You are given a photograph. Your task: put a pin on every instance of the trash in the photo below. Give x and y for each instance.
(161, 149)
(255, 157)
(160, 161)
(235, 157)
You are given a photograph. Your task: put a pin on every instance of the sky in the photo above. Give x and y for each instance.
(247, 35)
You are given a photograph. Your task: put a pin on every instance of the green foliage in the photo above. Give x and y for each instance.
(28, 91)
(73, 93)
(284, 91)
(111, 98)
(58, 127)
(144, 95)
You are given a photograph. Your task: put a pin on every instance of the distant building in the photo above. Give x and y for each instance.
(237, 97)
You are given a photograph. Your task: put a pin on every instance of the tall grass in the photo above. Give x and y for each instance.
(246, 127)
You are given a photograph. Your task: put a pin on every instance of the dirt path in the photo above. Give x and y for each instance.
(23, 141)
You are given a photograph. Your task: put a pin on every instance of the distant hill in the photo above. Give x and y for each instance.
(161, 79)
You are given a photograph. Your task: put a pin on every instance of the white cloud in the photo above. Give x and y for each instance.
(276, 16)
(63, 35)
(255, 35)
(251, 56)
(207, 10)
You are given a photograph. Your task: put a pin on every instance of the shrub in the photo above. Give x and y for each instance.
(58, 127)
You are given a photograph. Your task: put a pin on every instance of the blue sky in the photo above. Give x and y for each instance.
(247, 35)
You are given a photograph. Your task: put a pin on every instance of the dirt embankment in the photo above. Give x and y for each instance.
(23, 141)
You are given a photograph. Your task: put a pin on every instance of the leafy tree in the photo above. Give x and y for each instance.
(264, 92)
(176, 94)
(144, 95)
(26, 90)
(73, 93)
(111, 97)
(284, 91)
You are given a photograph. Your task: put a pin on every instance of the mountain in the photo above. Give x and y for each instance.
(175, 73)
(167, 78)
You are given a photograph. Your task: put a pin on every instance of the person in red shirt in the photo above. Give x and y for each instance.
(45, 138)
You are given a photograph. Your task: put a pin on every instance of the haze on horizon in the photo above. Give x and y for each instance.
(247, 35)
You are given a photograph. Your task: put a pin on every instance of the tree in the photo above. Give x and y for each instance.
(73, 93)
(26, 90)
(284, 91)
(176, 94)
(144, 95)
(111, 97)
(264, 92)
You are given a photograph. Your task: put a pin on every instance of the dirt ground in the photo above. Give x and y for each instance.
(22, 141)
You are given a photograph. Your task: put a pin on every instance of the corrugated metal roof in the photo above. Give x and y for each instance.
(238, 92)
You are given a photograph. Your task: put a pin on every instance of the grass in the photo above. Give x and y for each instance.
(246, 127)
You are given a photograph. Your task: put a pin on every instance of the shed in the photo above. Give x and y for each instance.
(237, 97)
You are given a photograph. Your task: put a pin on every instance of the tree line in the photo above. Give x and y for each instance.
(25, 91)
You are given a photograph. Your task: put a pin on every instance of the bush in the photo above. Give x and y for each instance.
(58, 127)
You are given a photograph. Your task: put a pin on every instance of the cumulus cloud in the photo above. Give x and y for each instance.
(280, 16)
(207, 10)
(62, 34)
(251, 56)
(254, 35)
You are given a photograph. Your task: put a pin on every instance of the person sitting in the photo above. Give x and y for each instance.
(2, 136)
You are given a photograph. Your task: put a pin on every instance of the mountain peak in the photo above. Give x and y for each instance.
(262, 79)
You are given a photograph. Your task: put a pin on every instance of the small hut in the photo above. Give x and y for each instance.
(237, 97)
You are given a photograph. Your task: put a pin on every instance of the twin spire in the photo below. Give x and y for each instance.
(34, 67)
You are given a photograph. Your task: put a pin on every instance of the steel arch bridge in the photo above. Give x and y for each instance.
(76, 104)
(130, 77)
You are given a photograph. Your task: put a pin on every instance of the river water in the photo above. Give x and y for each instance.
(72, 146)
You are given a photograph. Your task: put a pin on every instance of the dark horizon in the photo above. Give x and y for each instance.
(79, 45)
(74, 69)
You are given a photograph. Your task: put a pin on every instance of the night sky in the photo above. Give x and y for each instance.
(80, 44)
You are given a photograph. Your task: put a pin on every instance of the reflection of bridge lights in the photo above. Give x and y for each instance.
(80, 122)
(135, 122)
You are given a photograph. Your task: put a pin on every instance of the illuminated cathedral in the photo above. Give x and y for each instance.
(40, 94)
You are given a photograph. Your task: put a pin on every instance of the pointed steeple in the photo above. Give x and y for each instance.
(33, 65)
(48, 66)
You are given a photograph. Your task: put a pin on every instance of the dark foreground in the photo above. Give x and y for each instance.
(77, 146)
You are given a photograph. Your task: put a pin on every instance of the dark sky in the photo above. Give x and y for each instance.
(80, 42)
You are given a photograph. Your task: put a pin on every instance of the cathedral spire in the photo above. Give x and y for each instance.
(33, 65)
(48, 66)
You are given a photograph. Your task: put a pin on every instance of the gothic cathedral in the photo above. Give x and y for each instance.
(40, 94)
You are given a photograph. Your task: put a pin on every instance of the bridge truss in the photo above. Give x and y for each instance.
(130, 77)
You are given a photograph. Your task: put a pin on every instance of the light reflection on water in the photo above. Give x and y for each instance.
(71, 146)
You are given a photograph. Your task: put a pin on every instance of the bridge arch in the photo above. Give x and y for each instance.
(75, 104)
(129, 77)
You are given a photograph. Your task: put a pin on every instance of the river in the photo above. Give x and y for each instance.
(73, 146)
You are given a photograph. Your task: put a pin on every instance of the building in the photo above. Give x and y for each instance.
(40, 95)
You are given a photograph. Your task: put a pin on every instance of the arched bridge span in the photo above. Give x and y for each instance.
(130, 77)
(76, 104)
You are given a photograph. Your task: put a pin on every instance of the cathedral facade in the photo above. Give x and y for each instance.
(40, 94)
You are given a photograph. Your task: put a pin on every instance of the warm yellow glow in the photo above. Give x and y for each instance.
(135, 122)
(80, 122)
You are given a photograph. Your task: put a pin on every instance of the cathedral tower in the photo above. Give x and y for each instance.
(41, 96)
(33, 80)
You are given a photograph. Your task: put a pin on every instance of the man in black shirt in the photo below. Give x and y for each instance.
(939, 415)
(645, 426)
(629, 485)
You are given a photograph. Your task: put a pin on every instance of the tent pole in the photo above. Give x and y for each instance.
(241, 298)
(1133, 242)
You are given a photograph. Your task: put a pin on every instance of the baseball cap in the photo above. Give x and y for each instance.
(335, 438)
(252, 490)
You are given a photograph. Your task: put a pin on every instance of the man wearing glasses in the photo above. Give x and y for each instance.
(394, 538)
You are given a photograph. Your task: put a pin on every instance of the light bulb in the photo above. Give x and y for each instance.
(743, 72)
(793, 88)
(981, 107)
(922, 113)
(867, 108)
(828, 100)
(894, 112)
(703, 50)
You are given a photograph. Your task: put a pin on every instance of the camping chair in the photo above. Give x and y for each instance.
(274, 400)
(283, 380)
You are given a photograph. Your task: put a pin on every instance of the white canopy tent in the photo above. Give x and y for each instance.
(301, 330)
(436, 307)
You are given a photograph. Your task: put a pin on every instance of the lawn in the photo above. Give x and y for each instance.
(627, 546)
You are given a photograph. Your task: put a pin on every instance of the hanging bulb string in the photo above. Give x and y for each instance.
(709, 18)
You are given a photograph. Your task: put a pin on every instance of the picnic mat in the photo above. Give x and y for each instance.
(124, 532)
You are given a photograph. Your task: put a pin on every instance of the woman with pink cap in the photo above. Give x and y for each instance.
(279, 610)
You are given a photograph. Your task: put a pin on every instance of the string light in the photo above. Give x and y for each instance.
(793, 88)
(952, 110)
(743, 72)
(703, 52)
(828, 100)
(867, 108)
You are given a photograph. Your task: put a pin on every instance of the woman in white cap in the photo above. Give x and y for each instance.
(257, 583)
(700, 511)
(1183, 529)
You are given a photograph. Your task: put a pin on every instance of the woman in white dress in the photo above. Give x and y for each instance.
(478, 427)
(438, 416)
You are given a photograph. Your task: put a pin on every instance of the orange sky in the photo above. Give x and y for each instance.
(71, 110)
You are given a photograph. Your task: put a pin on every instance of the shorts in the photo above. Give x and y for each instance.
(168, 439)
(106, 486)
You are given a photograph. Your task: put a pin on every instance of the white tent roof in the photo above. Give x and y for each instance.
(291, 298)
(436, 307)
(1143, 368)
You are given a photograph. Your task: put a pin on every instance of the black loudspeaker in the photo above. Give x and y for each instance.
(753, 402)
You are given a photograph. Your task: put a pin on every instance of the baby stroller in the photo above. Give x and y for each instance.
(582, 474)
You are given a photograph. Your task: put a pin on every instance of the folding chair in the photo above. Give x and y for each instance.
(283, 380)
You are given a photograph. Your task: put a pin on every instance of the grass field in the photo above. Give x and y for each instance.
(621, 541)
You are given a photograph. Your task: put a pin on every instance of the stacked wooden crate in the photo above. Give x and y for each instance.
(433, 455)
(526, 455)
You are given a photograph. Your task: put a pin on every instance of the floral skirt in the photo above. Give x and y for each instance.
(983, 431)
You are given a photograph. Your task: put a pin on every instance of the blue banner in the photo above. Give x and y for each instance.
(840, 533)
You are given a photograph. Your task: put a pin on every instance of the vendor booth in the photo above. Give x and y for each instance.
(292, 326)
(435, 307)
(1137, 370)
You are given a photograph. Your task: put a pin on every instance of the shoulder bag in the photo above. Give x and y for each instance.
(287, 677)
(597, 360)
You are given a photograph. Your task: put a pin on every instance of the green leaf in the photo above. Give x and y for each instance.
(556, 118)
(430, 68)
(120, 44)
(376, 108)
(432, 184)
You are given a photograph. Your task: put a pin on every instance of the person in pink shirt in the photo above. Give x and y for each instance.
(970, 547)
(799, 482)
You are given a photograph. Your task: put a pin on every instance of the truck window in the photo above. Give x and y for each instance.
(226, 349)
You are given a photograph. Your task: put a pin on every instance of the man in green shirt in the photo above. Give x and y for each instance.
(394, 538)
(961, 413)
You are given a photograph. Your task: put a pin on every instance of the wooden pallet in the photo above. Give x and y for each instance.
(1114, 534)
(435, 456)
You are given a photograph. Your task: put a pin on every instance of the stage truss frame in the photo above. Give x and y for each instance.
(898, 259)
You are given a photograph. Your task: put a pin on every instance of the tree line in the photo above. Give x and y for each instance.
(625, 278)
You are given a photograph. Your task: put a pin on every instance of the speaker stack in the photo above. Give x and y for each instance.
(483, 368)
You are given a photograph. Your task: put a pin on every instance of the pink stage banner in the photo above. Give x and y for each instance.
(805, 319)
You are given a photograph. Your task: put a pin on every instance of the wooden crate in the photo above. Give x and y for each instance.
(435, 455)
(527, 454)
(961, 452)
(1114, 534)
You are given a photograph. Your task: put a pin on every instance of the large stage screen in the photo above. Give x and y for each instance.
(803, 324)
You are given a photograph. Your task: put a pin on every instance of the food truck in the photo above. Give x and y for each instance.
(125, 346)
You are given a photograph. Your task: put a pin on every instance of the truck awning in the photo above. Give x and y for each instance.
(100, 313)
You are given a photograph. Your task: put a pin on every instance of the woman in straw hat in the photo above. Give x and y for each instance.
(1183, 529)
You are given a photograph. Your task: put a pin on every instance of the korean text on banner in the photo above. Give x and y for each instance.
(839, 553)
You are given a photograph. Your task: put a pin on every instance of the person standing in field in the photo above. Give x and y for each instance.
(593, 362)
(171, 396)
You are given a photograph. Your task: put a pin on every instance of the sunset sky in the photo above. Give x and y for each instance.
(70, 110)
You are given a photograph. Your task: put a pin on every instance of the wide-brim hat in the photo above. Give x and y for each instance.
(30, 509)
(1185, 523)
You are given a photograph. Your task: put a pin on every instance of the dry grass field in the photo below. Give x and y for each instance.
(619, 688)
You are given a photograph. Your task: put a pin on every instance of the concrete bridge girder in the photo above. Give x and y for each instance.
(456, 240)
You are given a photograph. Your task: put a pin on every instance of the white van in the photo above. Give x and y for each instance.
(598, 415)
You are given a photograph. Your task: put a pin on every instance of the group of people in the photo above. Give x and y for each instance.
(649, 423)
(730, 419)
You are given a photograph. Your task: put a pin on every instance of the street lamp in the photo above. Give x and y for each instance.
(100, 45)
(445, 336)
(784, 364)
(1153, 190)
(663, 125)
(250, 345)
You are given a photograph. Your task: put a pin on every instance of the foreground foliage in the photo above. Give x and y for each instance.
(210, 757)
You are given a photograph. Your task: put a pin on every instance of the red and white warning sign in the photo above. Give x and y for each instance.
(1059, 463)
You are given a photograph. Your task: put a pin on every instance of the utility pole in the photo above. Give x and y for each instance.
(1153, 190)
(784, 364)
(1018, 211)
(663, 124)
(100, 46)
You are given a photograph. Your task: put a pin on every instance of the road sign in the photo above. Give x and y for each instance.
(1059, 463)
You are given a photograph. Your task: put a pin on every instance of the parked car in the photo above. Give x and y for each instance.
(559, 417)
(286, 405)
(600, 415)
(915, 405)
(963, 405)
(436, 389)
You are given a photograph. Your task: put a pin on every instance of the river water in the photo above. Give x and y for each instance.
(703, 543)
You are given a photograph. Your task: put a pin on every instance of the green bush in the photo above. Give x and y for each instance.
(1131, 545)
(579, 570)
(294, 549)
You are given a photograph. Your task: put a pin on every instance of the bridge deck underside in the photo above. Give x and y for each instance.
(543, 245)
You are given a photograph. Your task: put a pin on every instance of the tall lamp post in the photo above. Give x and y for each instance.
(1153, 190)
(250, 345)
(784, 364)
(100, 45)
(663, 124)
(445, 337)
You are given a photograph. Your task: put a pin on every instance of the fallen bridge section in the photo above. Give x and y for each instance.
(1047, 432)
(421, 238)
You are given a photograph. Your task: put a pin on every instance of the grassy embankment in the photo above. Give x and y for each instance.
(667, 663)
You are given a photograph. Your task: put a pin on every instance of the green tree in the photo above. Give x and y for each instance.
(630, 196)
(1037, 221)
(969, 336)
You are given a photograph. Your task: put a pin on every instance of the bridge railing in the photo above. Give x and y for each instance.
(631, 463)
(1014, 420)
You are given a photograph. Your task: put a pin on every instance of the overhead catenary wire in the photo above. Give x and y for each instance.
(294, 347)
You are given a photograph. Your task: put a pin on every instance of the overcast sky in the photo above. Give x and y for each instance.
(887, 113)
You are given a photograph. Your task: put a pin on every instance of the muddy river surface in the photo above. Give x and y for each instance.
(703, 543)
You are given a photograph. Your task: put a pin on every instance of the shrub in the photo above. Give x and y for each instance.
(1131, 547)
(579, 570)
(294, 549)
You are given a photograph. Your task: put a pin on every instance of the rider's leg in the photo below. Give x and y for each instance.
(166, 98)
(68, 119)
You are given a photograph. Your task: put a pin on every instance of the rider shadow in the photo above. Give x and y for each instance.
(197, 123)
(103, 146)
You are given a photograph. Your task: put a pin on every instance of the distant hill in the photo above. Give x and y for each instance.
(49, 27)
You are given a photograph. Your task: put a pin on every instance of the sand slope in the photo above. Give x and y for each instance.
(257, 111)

⁂

Copy the records from the line containing "of the wide-brim" through the line containing "(1185, 523)", replacing "wide-brim hat" with "sun hat" and keeping everything else the same.

### [RESPONSE TO THE EXERCISE]
You are given a photograph. Your task: put a pin on every instance of the sun hat in the photo above. Give x and y for each instance.
(30, 509)
(1185, 523)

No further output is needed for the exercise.